__Your goal__. Collect every line of the data below that contains the string "trunk", matching case exactly.

• • • •

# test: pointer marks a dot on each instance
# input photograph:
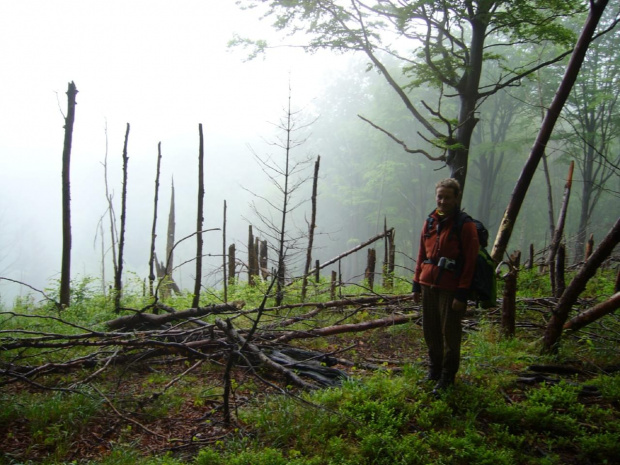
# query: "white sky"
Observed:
(163, 67)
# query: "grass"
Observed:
(385, 416)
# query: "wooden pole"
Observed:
(118, 278)
(199, 220)
(65, 270)
(154, 228)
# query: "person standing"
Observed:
(443, 274)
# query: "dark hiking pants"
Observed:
(442, 331)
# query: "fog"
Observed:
(164, 68)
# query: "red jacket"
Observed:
(441, 240)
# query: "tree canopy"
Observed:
(443, 45)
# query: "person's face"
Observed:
(446, 200)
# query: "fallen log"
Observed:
(348, 328)
(149, 320)
(235, 337)
(593, 314)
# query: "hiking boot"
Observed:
(444, 383)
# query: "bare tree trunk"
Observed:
(251, 256)
(355, 249)
(589, 247)
(560, 268)
(103, 284)
(111, 215)
(65, 270)
(370, 268)
(165, 272)
(559, 231)
(593, 314)
(509, 298)
(311, 229)
(154, 228)
(225, 280)
(263, 258)
(232, 260)
(118, 278)
(199, 221)
(390, 257)
(559, 316)
(530, 263)
(572, 70)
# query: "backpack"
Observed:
(483, 288)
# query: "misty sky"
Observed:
(161, 66)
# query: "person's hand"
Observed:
(459, 306)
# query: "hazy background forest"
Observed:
(165, 68)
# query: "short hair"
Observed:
(450, 183)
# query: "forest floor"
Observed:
(188, 426)
(184, 426)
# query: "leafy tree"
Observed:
(538, 149)
(444, 45)
(592, 113)
(287, 178)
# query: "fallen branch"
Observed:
(348, 328)
(235, 337)
(152, 320)
(596, 312)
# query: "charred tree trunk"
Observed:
(251, 257)
(560, 268)
(530, 262)
(311, 229)
(154, 228)
(170, 235)
(593, 314)
(355, 249)
(510, 294)
(118, 277)
(65, 271)
(199, 220)
(263, 259)
(560, 314)
(589, 247)
(390, 257)
(570, 76)
(559, 231)
(370, 268)
(232, 260)
(225, 280)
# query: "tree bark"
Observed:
(510, 296)
(353, 250)
(559, 232)
(311, 228)
(154, 228)
(593, 314)
(370, 268)
(199, 220)
(538, 149)
(225, 280)
(251, 257)
(118, 277)
(560, 314)
(232, 260)
(65, 273)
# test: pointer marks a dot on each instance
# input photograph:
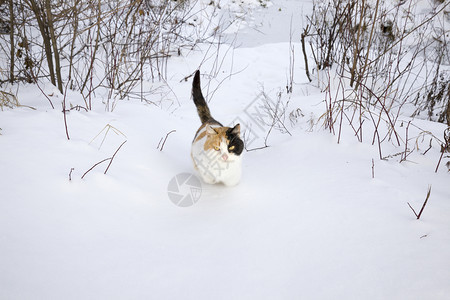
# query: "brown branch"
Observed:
(164, 142)
(112, 157)
(95, 166)
(423, 206)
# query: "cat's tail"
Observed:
(200, 103)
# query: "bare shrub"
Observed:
(370, 58)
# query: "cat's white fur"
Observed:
(212, 166)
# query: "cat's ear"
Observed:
(236, 130)
(210, 130)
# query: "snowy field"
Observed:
(311, 218)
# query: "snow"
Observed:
(307, 221)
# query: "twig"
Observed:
(112, 157)
(373, 168)
(95, 166)
(70, 173)
(64, 111)
(423, 206)
(102, 161)
(164, 142)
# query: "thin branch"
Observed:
(112, 157)
(164, 142)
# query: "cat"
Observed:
(216, 149)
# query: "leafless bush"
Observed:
(369, 59)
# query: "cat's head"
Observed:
(226, 141)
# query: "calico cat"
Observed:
(216, 149)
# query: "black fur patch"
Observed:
(235, 141)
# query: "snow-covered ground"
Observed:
(311, 218)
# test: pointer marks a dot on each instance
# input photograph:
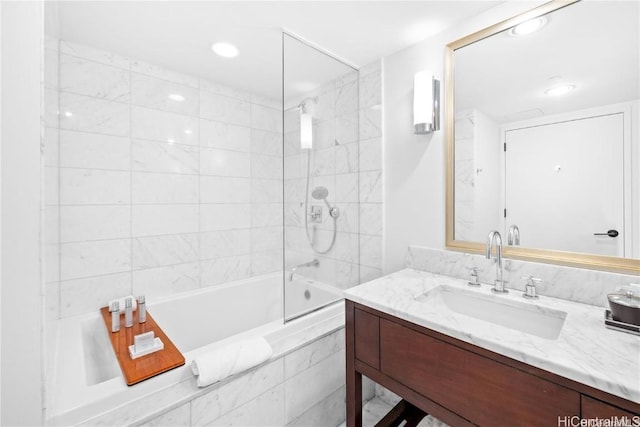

• • • •

__Output__.
# query: "bare tree trunk"
# query: "charred tree trunk"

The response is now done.